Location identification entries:
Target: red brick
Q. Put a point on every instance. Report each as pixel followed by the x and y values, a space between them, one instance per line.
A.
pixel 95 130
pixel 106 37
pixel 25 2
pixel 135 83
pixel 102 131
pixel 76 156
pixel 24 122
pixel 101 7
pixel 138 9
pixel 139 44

- Instructions to follow: Repeat all of the records above, keeping every line unchanged.

- Correct response:
Target: red brick
Q. Put a point on every instance. Report each as pixel followed by the x and y values, a space between them, one instance per line.
A.
pixel 95 130
pixel 106 37
pixel 25 2
pixel 135 83
pixel 102 131
pixel 76 156
pixel 24 122
pixel 101 7
pixel 138 9
pixel 139 44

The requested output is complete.